**RECORDS FOR THE TASK**
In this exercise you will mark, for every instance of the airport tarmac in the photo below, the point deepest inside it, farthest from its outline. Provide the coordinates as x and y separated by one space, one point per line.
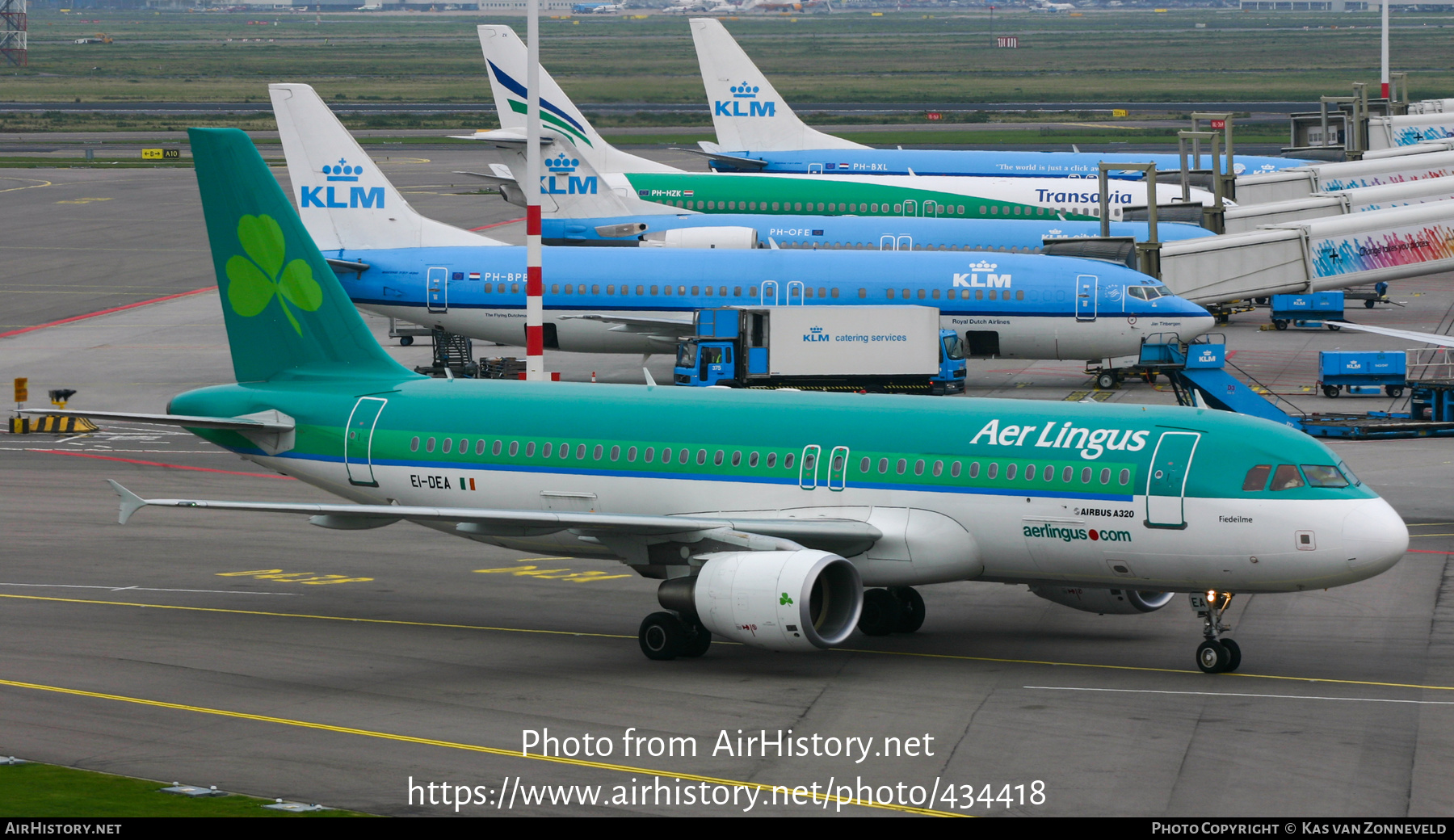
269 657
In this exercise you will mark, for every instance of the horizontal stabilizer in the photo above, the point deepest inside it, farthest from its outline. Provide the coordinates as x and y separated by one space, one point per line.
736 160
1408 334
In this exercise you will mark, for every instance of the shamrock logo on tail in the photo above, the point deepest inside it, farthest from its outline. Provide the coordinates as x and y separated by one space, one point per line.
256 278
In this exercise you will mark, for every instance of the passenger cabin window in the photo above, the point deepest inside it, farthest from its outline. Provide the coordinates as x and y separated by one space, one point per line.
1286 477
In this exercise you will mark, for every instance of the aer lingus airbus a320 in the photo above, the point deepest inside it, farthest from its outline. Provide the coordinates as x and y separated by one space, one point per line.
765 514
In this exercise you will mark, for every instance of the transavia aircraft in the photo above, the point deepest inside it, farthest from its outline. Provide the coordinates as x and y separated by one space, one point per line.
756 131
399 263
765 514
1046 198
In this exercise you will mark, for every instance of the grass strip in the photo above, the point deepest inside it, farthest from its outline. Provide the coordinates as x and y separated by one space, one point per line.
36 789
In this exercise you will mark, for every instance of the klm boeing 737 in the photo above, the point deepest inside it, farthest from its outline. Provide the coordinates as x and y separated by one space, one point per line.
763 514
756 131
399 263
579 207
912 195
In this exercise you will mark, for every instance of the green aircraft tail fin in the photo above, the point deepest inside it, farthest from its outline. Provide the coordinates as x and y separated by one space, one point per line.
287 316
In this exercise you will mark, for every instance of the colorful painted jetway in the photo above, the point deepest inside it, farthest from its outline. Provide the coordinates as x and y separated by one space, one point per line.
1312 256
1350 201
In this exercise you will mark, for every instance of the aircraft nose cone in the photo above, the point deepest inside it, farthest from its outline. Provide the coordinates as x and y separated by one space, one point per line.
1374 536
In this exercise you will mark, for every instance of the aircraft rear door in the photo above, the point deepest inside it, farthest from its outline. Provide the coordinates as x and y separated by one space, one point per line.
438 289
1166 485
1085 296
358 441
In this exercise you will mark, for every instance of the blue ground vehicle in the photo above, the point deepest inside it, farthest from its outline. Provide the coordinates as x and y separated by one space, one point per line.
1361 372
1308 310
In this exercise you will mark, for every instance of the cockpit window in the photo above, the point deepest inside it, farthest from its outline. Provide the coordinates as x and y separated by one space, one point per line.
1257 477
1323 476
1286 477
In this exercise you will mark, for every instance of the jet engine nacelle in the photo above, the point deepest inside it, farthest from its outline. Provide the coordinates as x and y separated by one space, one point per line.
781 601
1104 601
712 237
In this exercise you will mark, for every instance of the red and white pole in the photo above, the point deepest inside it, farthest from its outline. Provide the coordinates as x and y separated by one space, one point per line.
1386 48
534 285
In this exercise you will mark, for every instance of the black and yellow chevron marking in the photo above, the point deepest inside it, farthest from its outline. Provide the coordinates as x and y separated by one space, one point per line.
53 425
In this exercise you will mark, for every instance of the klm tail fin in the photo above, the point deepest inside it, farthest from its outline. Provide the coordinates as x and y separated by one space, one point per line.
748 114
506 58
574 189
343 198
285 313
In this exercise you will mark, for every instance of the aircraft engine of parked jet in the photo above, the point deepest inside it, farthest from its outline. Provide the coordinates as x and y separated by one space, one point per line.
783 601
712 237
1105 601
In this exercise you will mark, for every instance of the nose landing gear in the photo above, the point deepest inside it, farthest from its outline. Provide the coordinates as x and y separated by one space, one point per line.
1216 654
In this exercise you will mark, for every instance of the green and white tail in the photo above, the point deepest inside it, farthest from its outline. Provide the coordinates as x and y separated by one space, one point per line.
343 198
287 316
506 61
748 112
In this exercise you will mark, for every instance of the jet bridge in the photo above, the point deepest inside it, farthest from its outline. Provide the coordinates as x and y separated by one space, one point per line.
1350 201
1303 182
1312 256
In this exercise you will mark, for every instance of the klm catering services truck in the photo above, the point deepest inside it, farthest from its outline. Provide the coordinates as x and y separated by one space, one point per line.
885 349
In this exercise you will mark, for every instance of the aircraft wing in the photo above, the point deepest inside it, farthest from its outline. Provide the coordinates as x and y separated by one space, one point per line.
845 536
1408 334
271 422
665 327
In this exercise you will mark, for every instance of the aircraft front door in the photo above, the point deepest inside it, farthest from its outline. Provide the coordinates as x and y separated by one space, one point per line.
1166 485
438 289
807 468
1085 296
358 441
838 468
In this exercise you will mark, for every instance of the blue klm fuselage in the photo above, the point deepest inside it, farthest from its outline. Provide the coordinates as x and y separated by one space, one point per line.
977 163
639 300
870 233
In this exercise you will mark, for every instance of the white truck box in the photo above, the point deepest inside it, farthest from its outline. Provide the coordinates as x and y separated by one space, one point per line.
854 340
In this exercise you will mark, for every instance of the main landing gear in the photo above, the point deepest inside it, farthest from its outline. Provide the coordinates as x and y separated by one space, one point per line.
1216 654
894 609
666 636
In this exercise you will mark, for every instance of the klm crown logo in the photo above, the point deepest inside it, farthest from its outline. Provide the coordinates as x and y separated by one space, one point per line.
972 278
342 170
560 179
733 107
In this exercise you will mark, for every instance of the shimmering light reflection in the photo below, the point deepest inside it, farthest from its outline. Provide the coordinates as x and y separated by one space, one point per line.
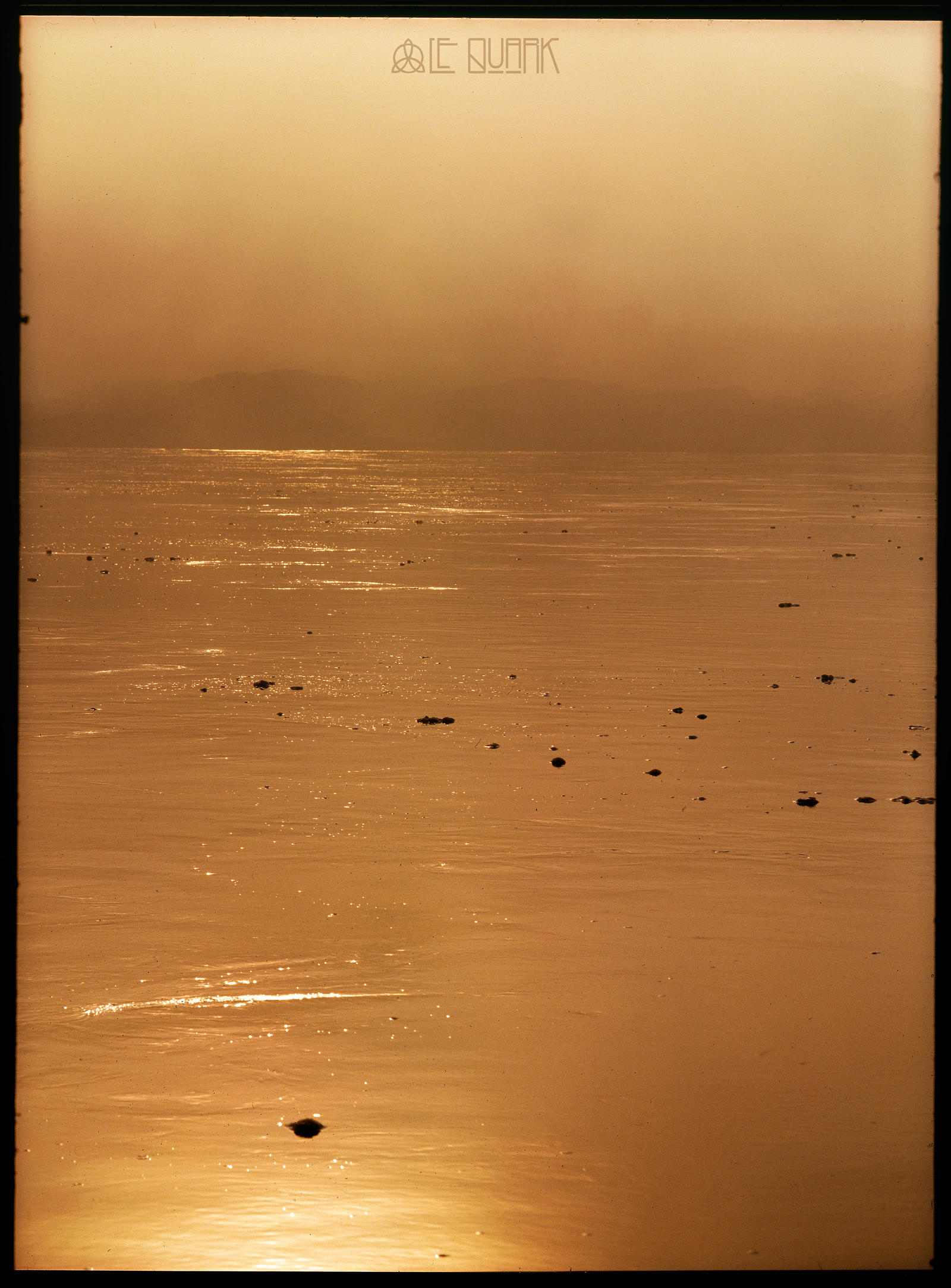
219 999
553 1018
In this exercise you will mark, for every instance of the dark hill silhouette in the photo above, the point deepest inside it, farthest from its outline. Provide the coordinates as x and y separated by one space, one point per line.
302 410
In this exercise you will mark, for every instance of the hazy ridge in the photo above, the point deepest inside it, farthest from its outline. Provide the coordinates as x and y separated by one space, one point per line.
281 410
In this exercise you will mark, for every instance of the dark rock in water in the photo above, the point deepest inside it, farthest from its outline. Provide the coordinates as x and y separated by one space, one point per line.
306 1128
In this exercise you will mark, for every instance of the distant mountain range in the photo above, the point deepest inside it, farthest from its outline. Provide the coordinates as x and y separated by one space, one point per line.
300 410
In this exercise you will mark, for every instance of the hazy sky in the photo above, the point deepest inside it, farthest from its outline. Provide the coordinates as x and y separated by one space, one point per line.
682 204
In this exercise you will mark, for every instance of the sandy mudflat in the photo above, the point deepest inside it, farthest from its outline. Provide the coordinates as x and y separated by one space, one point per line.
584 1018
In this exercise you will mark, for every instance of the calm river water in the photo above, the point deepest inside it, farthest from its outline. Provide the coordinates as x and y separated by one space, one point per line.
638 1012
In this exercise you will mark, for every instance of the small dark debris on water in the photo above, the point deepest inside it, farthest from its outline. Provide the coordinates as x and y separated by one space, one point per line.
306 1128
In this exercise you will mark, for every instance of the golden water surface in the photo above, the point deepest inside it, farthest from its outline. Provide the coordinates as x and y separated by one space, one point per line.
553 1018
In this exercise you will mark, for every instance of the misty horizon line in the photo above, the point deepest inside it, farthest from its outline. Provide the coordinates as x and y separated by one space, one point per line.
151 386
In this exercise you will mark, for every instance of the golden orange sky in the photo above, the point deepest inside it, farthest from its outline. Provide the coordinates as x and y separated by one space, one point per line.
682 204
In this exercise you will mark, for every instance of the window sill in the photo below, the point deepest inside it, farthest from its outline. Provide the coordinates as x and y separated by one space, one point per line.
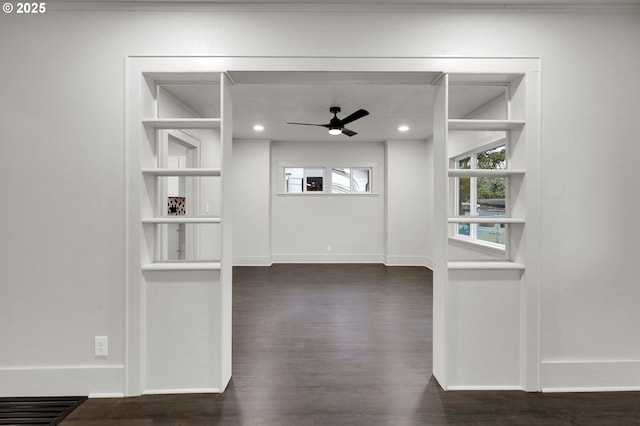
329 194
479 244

**WHAT YOU NEED TO DO**
Print each entry precisely as written; the pictures stay out.

**ANSWER TO THE PROBLEM**
In this exercise you will mark, for every instance of the airport tarmac in the photo below, the point deepest inside it, farthest from its outline. Provide the coordinates as x and y separated by one space, one point per line.
269 657
In this exercise you will mark, for every instance of the horizontal stabilizer in the photo above, the point deepest inside it, farthest from its outline. Provide the coordinates as x and y separated by one space, one point per line.
736 160
1408 334
In this exercise you will mark, for every instance of the shamrock logo on tail in the photo above, the point deepest inside it, farthest from its outline. Provide the coordinates as x and y separated by one space, one point per line.
256 278
In this exercise you will mark, for every instance of the passenger cabin window in the photo above, the point deepest inside it, farthest from its outline. Provide the coordinates as x and y separated by one space, one point per line.
1286 477
In this exercise you will mark, for every instance of the aer lingus airbus a320 in the photo above, the point deepest inside it, farthest from its outline. Provide the coordinates as x and y separated by one space, one point per line.
765 514
In this exercise you will mark, for every instance of the transavia aircraft in the photo above, the point deepest inside it, farthest from its outline. Provide the coordinates as x and y separated by one space, one point per line.
756 131
399 263
765 514
1046 198
In this exercise you will mark, for every instance of the grass strip in the photo above, the point deepest inside it, farthest from its outline. Provide the coordinates as x and y separated by one space, one point per line.
36 789
In this exercise you will mark, for every instance of the klm boeing 737 in the photo above, the point deepest inside it, farthest from its outline. Provide the coordinates as x and y separated by one space, one point per line.
763 514
756 131
399 263
579 207
912 195
In this exercise you will mark, for every instance of the green aircraft tail fin in the photo above, the point deepest inside it, farthest from its outline. Provide the coordinates as x and y separated by one space, one point per line.
287 316
In this exercise you will mark, for every instance of the colorful painted jetway in the photo above, the point deepest inside it, farthest from its outline. Provide the coordinates as x and y separated by one space, one point per line.
1312 256
1350 201
In this exercise you will mark, for every instance of the aircraft nose cone in the photo above, the point deepest inside it, farthest from its outline. Provide the coordinates as x and y separated by one space, one point per line.
1374 536
In this exercise you will mark, for every instance of the aircraft rear door in the photo above, the point deepest inside it, farthest from its outline. Provide the coordinates as x and y separated by one space, one point per line.
438 289
1166 485
1085 296
358 441
In this exercise you will mark, for every instance of the blue ground vehicle in the photo above, the point deepest inside it, farthest from its outline. Provide the coordinates as x and y separated by one space, one point per line.
1361 372
1308 310
In this exercise you will mark, for every instance of the cockpit window in the photo above, the point deepest inside it, farthest from its outline. Provide the coordinates as x and y separated by one space, one point per line.
1257 477
1323 476
1286 477
In this exercise you will mark, for every instance of the jet engine nacelle in the photo above, the point deepest inside it, farthest from its outline. Provide the coordinates as x and y separated by one space, one point per line.
781 601
1104 601
712 237
In this exercise you will mark, for every instance of the red and white pole in the photo above, the point deepest inside it, farthest from its outline. Provide the coordinates as x and y separated by one space, one point per line.
1386 48
534 285
In this exercise you will mark, for every instance of the black and yellow chevron marking in the photo above, the point deepest inside it, farthest from its outline. Provide the coordinates as x and y separated by one space, one point per line.
53 425
In this exercise you will mark, for every instance of the klm tail fin in the photo above, the point deepest inside it, farthest from its outline. Provide the coordinates as x and y separated by one space, one point per line.
748 114
506 58
574 189
343 198
285 313
In this exercise you will mark, for every instance of the aircraft engine of parked jet in the photo above, the point deepest inside it, farthest from its outline. Provide the coordinates as x and y separated by one space, one point per line.
783 601
712 237
1105 601
In this exercise you will mark, for every instance of the nose landing gear in the photo above, the point deepest inside it, farthest from its outline. Provide the coordinates as x and y separated by one space, one point per line.
1216 654
In this exercise you will mark, for every instance of the green and white tail in the photo above, the point deepest inside it, farthest from its outline. Provide the coordinates as x and y separated by one space, one point per line.
343 198
287 316
506 61
748 112
In this exercise you will mark, for every instance of the jet bridge in the photo above, the point deepest inside it, farthest from its outline. Provide the coordinates as x and y separated by one space, one point per line.
1350 201
1303 182
1312 256
In this exercise you will mark, for every instance of the klm catering services truck in the photo above, the point deepest inside it, farthest from its outline. Provide the coordinates as x and y separated by one space, one point per line.
885 349
In this exercise you will mark, for every instance of the aircraft wing in the photo above, the point deepest inside it, farthest from its outline. Provide the coordinates as x and y separated by one space, one point per line.
845 536
1408 334
271 422
665 327
In this exercise you will mark, for every instance of the aircraft front door in the photo above, the point deepest inside it, farthest from its outline. Provide the coordinates as x and y separated by one space, one point per line.
1166 485
438 289
807 468
1085 296
358 441
838 468
In this exercise you will mark, for every instance of the blue klm fuselage in the photo above, the point deepest inside it, farthest from its outline. Provide the coordinates as x and y separated by one space, one point per line.
977 163
639 300
870 233
In this exercise you will mark, for every instance of the white truck box in the photo above, the point deepest inside it, farthest from its outline. Provide the coordinates as x and y separated by one space, one point per line.
854 340
In this exercise you will mark, for every instance of the main landing gear in the photo above, the point deepest inside it, farthest from its outline. Provide the coordinates as x and y separated by one space, one point per line.
1216 654
894 609
666 636
In this exercise you will mark, for every instance of the klm crown logo in the photo above, the point deepest inside it, farthest from its outline. Provide the coordinates as x and y separated by one space, one point per line.
972 278
342 170
560 179
733 107
In this exercise you will mark, for every instance of the shimmering light reflection in the photo below, the point deepest inside it, farthest from its outline. Provide the coordinates as x and y separated by one space, one point per line.
219 999
553 1018
In this exercise you will mark, for every instance of the dark hill silhouette in the photo above, the point deepest inside it, farthest from its outline. Provide the coordinates as x and y separated by one space, one point per line.
302 410
In this exercise you will mark, for every instance of the hazy ridge in the photo above, the point deepest inside it, farthest from its outline. Provide the coordinates as x and y separated by one space, one point per line.
281 410
In this exercise you will mark, for every instance of the dark rock in water in the photo above, the point deepest inside it, farthest from its outline. Provide the coordinates as x and y separated by one space, one point per line.
306 1128
In this exercise you will mark, for every instance of the distant mountain range in the photo above, the point deepest inside it, farthest from its outline. Provide the coordinates as x and y separated by one space, one point per line.
300 410
In this exercise you will mark, for every instance of the hazy sky in the photo above, the point deepest inside it, farthest from its outline. Provide the coordinates as x and y separated by one space, one point per line.
682 204
In this exercise you will mark, for every instance of the sandy mudflat in the photo above, the point deepest inside it, farthest from its outline. Provide the coordinates as x and y separated by one space, one point per line.
584 1018
In this exercise you will mark, for every instance of the calm river water in the photo above, the point deepest inside it, farthest from its outline. Provide the coordinates as x and y separated by one space, one point per line.
638 1012
In this exercise you will mark, for every instance of the small dark debris on water in the photo above, the point deepest inside it, farthest from its outline. Provide the coordinates as x and y separated by one space, one point per line.
306 1128
In this exercise you will mark, for every instance of the golden water surface in the photo above, the point deepest inside it, farthest from its outline. Provide the coordinates as x and y separated by one space, one point per line.
553 1018
In this exercise you will mark, for every instance of the misty horizon line in the photo above, the point deepest inside it, farthest from its outline. Provide the coordinates as x and y separated by one space, one point per line.
151 386
In this exercise you will mark, for every instance of the golden orange sky in the photo above, the point deepest inside it, farthest from its outline. Provide the coordinates as x and y separated by one space, one point per line.
682 204
In this exercise you will mark, for every instance of the window sill in the photo below, the point deepest inside it, farthest from its outline. Provide the coordinates as x and y separated by one space, one point per line.
329 194
479 244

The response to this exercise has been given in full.